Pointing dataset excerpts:
■ ■ ■ ■ ■
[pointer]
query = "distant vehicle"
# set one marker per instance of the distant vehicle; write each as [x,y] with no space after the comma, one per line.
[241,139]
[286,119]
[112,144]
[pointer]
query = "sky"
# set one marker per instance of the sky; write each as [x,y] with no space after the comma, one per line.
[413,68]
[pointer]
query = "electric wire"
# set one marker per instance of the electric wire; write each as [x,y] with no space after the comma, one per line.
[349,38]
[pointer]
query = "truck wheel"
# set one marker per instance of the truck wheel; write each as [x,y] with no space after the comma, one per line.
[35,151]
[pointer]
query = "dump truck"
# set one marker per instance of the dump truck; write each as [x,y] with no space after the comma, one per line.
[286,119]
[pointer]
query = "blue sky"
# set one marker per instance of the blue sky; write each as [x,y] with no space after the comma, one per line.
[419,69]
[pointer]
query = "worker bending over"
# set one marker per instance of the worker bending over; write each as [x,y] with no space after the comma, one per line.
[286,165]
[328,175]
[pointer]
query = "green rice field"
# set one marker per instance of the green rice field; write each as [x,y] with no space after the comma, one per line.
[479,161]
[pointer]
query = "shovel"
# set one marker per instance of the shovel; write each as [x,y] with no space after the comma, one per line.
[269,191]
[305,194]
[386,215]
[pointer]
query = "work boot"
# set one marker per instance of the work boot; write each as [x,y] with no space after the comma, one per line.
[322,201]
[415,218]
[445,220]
■ ■ ■ ■ ■
*Set exercise*
Would you reproduce the material above in full, exactly as given?

*Response to the exercise*
[pointer]
query = "distant vehicle"
# set one marker per instance of the distant vehicle; write each as [x,y] with no space after the comma, one per line.
[241,139]
[286,119]
[112,144]
[pointer]
query = "sky"
# set one marker per instance of the sky; write each as [x,y] with no space after the comma, one per line.
[413,68]
[pointer]
query = "electric wire"
# set one marker per instance of the electric wire; write each as [x,y] with no space after the comma, one per line.
[349,38]
[pointer]
query = "truck wheel"
# set one marker per instance of the truck wheel; write each as [x,y] with no space after the comma, one per line.
[35,151]
[pointer]
query = "dump truck"
# set one marker per instance of the dump truck; write each as [x,y] with no space after the comma, one per line.
[286,119]
[pointer]
query = "blue sky"
# set one marker per instance of the blue sky; write each as [x,y] with no space after the comma, one per line.
[419,69]
[pointer]
query = "worker bending over"
# set one marker per instance of the worker bending over; write each as [x,y] with no space after the comma, one per line.
[286,165]
[328,175]
[pointer]
query = "green rice field"
# set one marker per instance of the green rice field; write each as [x,y] with no space after the comma, one per line.
[479,161]
[pointer]
query = "shovel"
# set one marker per instance of the shovel; write each as [x,y] with no space after the comma, one per line.
[269,191]
[305,194]
[386,215]
[pointer]
query = "work boot"
# set one marker per instance of the work boot; write each as [x,y] with no space after the comma, one per line.
[322,201]
[415,218]
[445,220]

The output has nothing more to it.